TASK. Retype every one of the records below character for character, changing nothing.

Stored dataset items.
--

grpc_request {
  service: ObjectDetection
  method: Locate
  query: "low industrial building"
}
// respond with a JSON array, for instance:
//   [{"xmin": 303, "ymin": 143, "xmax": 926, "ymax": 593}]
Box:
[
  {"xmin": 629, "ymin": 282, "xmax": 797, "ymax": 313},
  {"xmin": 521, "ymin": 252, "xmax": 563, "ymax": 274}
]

--

EXERCISE ANSWER.
grpc_request {
  service: ObjectDetection
  method: Locate
  query: "low industrial building"
}
// respond with a JSON array, for instance:
//   [{"xmin": 303, "ymin": 143, "xmax": 926, "ymax": 593}]
Box:
[
  {"xmin": 629, "ymin": 282, "xmax": 797, "ymax": 313},
  {"xmin": 521, "ymin": 252, "xmax": 563, "ymax": 274}
]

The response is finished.